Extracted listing
* * *

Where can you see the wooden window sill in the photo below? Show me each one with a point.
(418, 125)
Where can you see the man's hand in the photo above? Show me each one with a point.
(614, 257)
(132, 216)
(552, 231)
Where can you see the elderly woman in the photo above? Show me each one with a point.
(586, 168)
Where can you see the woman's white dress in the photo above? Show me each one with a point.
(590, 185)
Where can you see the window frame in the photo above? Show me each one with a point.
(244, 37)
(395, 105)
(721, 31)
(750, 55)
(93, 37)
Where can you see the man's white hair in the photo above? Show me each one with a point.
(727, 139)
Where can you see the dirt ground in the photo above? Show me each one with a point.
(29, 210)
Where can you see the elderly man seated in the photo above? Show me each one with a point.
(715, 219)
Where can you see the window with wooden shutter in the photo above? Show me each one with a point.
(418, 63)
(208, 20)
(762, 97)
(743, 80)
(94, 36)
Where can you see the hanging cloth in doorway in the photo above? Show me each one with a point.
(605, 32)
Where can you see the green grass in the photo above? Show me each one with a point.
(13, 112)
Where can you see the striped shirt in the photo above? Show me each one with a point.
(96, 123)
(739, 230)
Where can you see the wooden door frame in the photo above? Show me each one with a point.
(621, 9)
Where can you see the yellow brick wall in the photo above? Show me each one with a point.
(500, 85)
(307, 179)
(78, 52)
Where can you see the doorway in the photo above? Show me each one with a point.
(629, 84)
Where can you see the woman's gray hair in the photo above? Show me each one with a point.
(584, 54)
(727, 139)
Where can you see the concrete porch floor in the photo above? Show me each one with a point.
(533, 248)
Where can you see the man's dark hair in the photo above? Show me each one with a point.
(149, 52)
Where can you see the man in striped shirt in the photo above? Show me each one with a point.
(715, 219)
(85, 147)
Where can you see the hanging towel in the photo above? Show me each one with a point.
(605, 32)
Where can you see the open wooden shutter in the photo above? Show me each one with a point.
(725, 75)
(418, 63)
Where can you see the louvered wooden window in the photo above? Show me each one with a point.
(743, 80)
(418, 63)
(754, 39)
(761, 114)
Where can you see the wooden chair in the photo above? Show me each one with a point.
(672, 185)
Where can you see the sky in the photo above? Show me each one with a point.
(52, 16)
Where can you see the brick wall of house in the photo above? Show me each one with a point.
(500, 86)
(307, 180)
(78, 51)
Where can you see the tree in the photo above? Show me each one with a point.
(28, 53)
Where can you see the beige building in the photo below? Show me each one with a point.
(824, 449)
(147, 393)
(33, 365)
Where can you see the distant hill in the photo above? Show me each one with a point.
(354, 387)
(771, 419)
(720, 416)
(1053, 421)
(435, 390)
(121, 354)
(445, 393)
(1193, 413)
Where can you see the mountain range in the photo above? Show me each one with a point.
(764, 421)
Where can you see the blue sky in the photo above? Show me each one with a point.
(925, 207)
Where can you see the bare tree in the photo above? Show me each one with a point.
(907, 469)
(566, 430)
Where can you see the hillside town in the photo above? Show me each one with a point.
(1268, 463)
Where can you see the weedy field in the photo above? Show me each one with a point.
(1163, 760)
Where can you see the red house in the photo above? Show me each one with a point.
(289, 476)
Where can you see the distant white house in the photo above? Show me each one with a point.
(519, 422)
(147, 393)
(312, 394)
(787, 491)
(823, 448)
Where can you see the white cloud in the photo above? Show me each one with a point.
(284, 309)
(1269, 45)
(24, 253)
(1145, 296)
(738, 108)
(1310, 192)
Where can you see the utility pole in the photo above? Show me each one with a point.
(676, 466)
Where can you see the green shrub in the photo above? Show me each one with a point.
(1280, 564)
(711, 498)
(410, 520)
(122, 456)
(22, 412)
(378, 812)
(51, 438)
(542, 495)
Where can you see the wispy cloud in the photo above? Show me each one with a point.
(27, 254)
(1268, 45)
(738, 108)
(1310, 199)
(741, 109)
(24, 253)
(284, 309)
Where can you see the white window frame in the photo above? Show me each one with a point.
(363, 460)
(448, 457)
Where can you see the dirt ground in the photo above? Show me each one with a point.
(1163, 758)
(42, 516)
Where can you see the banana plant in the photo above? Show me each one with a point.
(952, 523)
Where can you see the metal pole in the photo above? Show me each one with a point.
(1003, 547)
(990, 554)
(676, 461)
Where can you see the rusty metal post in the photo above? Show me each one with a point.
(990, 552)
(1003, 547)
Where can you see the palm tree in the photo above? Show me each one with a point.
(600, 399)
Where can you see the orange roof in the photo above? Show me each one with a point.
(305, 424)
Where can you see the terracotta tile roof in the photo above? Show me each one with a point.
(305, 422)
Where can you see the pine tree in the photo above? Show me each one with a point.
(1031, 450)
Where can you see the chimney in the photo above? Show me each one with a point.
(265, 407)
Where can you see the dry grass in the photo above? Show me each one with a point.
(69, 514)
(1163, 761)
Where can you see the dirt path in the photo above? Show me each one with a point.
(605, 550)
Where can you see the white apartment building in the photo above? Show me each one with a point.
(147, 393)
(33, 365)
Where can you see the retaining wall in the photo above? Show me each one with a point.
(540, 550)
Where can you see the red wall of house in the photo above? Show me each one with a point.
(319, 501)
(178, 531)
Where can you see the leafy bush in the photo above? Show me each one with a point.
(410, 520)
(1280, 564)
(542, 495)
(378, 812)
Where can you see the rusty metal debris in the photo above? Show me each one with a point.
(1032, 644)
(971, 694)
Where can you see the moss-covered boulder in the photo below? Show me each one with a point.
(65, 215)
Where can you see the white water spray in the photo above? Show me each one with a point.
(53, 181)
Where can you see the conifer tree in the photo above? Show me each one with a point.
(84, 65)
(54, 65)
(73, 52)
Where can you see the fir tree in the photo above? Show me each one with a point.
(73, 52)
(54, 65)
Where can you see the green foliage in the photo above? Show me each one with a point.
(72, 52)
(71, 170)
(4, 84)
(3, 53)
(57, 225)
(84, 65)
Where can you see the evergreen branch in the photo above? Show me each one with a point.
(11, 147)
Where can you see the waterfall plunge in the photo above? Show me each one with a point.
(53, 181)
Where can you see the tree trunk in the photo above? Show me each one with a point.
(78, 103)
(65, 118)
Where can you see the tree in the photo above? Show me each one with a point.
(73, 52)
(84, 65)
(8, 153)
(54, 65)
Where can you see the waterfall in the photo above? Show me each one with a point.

* * *

▸ **EXERCISE**: Transcribe the entire listing above line for line, leaving every character unchanged.

▸ **FULL ANSWER**:
Where can you see the wooden window sill in the photo below? Show me each one with a point.
(418, 125)
Where can you see the man's hand in the photo above? Show me each one with a point.
(614, 257)
(132, 216)
(552, 231)
Where can you see the elderly woman in the photo above? Show me each one with a point.
(586, 168)
Where can you see the woman's white dress in the photo above? Show me each one with a point.
(590, 185)
Where can you see the window frame in the photo above? Show me each one with a point.
(244, 37)
(395, 105)
(721, 31)
(750, 55)
(93, 37)
Where can you see the man's white hair in the photo above? Show me each one with a point.
(727, 139)
Where can you see the dirt ground in the photo above? Show me each one with a point.
(29, 210)
Where can you see the elderly man seated in the photo above? Show me each one with a point.
(715, 219)
Where can you see the window with wooden shutter in the photo above? Show me each one with a point.
(418, 63)
(208, 20)
(762, 97)
(743, 80)
(94, 36)
Where can you see the hanging cloth in doorway in the photo above? Show me each one with a point.
(605, 32)
Where can you see the green grass in the photo above? Show me each one with a point.
(13, 112)
Where can you see the striped shirt in the photo above? Show me each one with a point.
(96, 123)
(739, 230)
Where can you see the wooden door frame in the photo above? Show me each one with a point.
(621, 9)
Where can you see the yellow brick wall in the photo above? Show me each one with a point.
(500, 85)
(307, 179)
(78, 52)
Where can you see the doorway in the photo above? Show me each one with a point.
(629, 84)
Where can you see the woman's gray hair in the photo above? Show me each one with a point.
(584, 54)
(727, 139)
Where can you see the concrete porch floor in the photo above? Show me each one with a point.
(533, 248)
Where can you see the man's dark hair in the photo above? Show me each one with a point.
(149, 52)
Where can you see the man in striped shirt in the photo above? Show me each one with a point.
(715, 219)
(85, 147)
Where can you see the hanging towel in the photo above? Show me each one with a point.
(605, 32)
Where can you see the open wooden shutter in the photo above? Show me each one with a point.
(725, 75)
(418, 63)
Where can you see the louvered wooden window in the photo above? Show me each one with a point.
(743, 80)
(418, 63)
(754, 39)
(761, 114)
Where can you see the wooden chair in the photo above? Show me each one with a point.
(672, 185)
Where can you see the sky in the photo above? Show me each one with a point.
(52, 16)
Where can you see the brick wall of house in the photo above? Show me each one with a point.
(500, 86)
(307, 180)
(78, 51)
Where can you see the tree in the photo above? Show me each one with a point.
(28, 53)
Where can you see the beige building in the photo below? Show me each one with a point.
(824, 449)
(147, 393)
(33, 365)
Where can you see the distant hill in the photo above? Show me each one with a point.
(354, 387)
(771, 419)
(720, 416)
(1053, 421)
(435, 390)
(121, 354)
(445, 393)
(1193, 413)
Where can you see the mountain range in the photo above? Show me each one with a point.
(764, 421)
Where can you see the blue sky in the photo above? Show me each one with a point.
(925, 207)
Where can you see the bare tree in the photo above? Show me each one with a point.
(907, 469)
(566, 430)
Where can you see the hillside town in the photo above? Show me each one with a point.
(1268, 463)
Where can you see the weedy field in the photo above? Show me each one with a point.
(1163, 760)
Where can you see the red house in the photo above? Show me each one with a point.
(289, 476)
Where can you see the distant white house in the photo above? Show me each one with a point.
(519, 422)
(147, 393)
(312, 394)
(787, 491)
(823, 448)
Where can you see the white cloud in the photo above? Show me each one with a point.
(284, 309)
(1269, 45)
(24, 253)
(1145, 296)
(738, 108)
(1310, 192)
Where can you see the utility pole in the photo above? Show me each one with a point.
(676, 466)
Where can you see the green shrub in the photo above? Show me each one with a point.
(1280, 564)
(711, 498)
(410, 520)
(122, 456)
(22, 412)
(378, 812)
(51, 438)
(542, 495)
Where can you see the wispy cloud in the photo above? Show me each one with a point.
(27, 254)
(1268, 45)
(738, 108)
(1310, 199)
(741, 109)
(24, 253)
(284, 309)
Where can you see the white window frame in the photo above? Show me each one with a point.
(363, 460)
(448, 457)
Where can you see the dirt ground in the photo above? Show me each one with a point.
(1163, 758)
(42, 516)
Where can you see the banana plant in the photo above? Show me each one with a point.
(952, 523)
Where can you see the metal pole in the photo above? Show me each one with a point.
(1003, 547)
(990, 554)
(676, 461)
Where can you see the rusty metal post in the photo above? Show me each one with a point.
(990, 552)
(1003, 547)
Where can you see the palm tree in the photo above? Show me each one with a point.
(600, 399)
Where can you see the orange roof in the photo above? Show me each one with a point.
(305, 424)
Where can you see the terracotta tile roof in the photo above? Show me each one with a point.
(305, 422)
Where can you see the pine tree in the photo above? Show me each one with a point.
(1031, 450)
Where can you see the chimney in the photo above? Show me each one with a point.
(265, 407)
Where can you see the dry grass in the photo above? Show me each one with a point.
(69, 514)
(1163, 761)
Where can you see the dirt path in the photo above? Show me each one with a point.
(605, 550)
Where can you see the white apartment building in the photo above? Show me each one with a point.
(147, 393)
(33, 365)
Where can you see the retaining wall in the photo above? Show me each one with a point.
(540, 550)
Where can you see the red wall of house in the photo above? Show me each one with a point.
(319, 501)
(178, 531)
Where can you see the leafy bush in the photo above? Show me each one with a point.
(410, 520)
(1280, 564)
(542, 495)
(378, 812)
Where can you see the rusty metal debris in the photo above? Show me each one with a point.
(1032, 644)
(971, 694)
Where can you see the moss-covered boulder in the photo below? Show me each one with a point.
(65, 215)
Where can you see the white water spray in the photo above? Show me each one with a point.
(53, 181)
Where can you see the conifer tree in the photo above? Show me each one with a point.
(84, 65)
(54, 65)
(73, 52)
Where can you see the fir tree in the photo above? Show me each one with a point.
(73, 52)
(54, 65)
Where can you see the green foliage in the photo above? Show me each one with a point.
(72, 52)
(71, 170)
(4, 84)
(3, 53)
(57, 225)
(84, 65)
Where can you see the evergreen branch in the photo above? Show me each one with a point.
(11, 147)
Where can you see the waterfall plunge in the photo above? Show me each one with a point.
(53, 181)
Where can you see the tree trunk in the photo above? Show me each one with a point.
(78, 103)
(65, 118)
Where can you see the tree in the photo above? Show me each one with a point.
(73, 52)
(84, 65)
(8, 153)
(54, 65)
Where can you see the waterfall in the photo above? Show me each one with a point.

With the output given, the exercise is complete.